§ **EXERCISE OBJECTIVE**:
Please list every line in the material below that contains the string "rocky", copying each such line in full.

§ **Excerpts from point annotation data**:

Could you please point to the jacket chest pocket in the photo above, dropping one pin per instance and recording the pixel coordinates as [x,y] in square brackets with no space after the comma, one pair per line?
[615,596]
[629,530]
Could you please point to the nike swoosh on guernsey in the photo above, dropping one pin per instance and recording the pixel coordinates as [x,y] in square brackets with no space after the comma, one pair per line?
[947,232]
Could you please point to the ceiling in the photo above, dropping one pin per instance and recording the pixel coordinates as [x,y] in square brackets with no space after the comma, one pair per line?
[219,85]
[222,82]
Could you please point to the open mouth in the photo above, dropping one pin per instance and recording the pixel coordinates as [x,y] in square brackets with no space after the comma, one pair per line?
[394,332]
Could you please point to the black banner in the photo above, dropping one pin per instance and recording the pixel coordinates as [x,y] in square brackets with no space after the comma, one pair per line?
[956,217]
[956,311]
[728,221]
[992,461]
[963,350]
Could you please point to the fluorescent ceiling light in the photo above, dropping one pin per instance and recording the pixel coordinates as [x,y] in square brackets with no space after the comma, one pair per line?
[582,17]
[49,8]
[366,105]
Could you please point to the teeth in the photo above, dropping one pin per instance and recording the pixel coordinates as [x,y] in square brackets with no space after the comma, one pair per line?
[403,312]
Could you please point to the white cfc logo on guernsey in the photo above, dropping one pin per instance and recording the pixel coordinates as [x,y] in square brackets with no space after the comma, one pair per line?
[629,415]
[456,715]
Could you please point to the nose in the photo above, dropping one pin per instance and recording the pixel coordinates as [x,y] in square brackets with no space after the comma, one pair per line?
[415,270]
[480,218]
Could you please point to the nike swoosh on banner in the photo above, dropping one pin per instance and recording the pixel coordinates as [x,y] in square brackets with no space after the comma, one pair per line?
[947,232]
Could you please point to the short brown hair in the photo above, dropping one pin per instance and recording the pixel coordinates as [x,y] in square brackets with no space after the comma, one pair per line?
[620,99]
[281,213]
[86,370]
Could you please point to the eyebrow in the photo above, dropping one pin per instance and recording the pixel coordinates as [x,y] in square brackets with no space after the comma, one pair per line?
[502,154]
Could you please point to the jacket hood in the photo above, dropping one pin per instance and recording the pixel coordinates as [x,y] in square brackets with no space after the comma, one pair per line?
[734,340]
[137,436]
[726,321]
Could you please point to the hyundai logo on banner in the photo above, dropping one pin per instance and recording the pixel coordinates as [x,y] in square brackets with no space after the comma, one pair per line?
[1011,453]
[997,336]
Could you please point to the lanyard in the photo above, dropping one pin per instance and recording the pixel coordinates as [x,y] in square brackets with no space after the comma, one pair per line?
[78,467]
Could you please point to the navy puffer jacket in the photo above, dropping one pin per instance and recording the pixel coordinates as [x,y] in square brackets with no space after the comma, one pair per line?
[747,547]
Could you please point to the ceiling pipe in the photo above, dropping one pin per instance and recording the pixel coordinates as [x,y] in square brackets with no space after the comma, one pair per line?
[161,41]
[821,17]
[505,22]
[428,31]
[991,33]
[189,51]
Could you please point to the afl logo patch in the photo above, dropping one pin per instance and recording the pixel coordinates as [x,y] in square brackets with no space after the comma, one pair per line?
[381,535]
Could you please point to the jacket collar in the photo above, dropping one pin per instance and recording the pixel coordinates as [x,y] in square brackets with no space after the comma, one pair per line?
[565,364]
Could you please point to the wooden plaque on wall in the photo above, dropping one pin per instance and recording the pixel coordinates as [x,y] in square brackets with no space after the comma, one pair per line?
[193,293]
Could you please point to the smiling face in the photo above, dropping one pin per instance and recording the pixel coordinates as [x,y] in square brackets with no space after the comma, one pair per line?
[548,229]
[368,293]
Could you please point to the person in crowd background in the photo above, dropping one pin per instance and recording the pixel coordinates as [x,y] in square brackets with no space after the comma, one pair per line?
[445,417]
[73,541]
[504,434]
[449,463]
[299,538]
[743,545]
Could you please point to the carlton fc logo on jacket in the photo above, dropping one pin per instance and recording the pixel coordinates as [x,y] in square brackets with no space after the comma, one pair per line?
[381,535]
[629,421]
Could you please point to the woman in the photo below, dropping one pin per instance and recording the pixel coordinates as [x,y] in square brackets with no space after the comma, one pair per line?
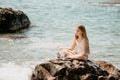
[81,43]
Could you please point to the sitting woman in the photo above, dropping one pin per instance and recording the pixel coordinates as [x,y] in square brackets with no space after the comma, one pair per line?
[80,43]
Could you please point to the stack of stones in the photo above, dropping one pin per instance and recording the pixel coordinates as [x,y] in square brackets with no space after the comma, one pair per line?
[59,69]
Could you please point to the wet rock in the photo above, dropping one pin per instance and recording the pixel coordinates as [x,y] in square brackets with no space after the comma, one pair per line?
[12,21]
[12,36]
[58,69]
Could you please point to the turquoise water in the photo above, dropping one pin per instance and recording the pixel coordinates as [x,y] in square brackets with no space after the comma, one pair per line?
[53,24]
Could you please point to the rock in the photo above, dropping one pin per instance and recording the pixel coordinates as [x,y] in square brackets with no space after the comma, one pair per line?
[58,69]
[12,21]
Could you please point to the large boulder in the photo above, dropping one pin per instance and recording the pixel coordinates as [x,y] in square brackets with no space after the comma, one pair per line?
[12,21]
[58,69]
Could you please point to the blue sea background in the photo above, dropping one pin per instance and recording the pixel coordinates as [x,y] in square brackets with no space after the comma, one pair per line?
[54,23]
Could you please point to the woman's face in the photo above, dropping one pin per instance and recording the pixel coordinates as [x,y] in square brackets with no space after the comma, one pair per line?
[78,31]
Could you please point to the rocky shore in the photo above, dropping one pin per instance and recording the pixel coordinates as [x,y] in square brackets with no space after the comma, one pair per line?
[58,69]
[12,20]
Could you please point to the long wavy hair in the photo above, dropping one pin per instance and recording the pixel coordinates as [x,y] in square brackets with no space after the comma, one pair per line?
[84,35]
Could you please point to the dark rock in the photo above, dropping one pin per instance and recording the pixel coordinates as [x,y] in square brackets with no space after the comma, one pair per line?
[12,21]
[58,69]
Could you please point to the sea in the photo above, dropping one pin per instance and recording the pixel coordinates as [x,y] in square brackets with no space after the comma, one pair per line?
[53,23]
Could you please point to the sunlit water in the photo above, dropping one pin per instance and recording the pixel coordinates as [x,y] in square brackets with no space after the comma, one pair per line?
[53,24]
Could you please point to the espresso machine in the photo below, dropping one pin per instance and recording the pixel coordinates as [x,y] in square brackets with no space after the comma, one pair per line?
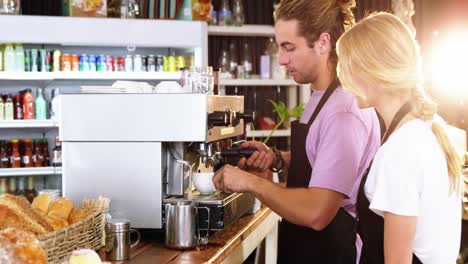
[139,150]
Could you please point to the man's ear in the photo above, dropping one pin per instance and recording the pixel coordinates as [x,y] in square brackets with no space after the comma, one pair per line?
[324,43]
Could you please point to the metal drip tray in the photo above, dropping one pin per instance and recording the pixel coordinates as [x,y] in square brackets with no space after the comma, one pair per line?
[224,208]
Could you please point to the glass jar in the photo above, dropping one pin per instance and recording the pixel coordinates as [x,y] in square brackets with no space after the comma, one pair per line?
[27,157]
[201,80]
[10,7]
[15,157]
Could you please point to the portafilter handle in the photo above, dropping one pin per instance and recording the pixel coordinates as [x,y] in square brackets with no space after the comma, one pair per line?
[187,164]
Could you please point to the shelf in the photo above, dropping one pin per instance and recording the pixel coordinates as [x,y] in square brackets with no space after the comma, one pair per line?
[265,133]
[246,30]
[27,124]
[257,82]
[50,76]
[33,171]
[116,32]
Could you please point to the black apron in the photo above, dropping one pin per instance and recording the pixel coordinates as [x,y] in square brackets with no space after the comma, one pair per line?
[370,224]
[299,244]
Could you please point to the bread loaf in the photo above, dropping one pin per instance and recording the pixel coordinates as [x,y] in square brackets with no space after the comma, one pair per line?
[15,212]
[56,221]
[42,202]
[61,207]
[26,246]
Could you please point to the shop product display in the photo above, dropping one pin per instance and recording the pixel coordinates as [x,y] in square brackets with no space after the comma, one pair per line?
[16,153]
[16,59]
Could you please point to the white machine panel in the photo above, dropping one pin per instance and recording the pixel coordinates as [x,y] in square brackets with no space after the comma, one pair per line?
[133,117]
[129,173]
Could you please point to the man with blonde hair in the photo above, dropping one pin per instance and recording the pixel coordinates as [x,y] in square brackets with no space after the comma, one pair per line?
[331,145]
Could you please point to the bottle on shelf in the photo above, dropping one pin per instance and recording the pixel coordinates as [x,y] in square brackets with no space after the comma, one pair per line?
[233,61]
[2,106]
[30,192]
[225,14]
[38,155]
[28,105]
[57,153]
[45,152]
[265,65]
[238,13]
[41,106]
[9,63]
[4,157]
[19,58]
[11,185]
[20,186]
[224,65]
[18,108]
[15,156]
[27,157]
[55,104]
[9,112]
[247,61]
[3,185]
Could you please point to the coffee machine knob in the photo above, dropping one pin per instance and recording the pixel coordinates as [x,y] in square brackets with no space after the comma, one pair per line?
[219,119]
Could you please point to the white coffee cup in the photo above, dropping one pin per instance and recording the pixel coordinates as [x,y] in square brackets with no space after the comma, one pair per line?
[203,182]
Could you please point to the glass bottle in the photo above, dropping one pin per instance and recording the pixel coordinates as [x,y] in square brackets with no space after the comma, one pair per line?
[225,14]
[238,17]
[4,157]
[9,112]
[38,155]
[55,105]
[3,185]
[247,61]
[57,153]
[233,59]
[11,185]
[41,106]
[19,58]
[45,151]
[18,108]
[15,157]
[20,186]
[10,7]
[30,191]
[27,158]
[28,105]
[2,104]
[224,62]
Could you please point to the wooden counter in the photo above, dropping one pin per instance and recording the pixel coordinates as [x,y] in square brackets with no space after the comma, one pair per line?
[231,245]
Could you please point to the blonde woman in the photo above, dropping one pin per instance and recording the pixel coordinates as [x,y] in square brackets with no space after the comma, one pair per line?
[409,206]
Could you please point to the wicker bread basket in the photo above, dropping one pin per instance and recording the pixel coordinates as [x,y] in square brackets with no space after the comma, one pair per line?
[88,233]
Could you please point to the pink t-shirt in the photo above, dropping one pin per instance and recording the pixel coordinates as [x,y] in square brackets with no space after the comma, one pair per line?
[341,143]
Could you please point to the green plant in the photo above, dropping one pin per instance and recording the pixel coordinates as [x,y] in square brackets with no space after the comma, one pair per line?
[284,113]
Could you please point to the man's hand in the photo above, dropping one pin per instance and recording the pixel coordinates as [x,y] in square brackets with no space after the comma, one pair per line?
[231,179]
[260,160]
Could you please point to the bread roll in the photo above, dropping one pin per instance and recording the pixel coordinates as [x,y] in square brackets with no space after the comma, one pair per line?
[84,256]
[14,212]
[57,222]
[26,247]
[42,202]
[61,207]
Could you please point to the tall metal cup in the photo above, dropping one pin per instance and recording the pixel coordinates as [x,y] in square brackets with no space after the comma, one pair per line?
[182,230]
[118,243]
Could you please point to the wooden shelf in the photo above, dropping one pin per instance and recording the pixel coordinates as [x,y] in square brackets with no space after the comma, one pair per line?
[28,124]
[245,30]
[265,133]
[33,171]
[51,76]
[258,82]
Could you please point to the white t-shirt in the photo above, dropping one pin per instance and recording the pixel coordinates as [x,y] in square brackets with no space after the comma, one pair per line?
[409,177]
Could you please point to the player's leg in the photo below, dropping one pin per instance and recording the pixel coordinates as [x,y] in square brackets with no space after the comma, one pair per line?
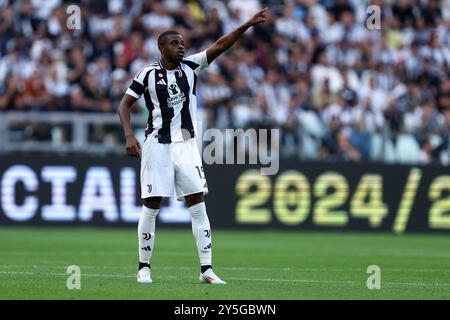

§ **EXPECTED ANSWER**:
Could you please point to the rocky shore in the photo above, dropping one pin per instance and recording the pixel coordinates as [x,y] in square brackets with no space after the comma, one pair per line?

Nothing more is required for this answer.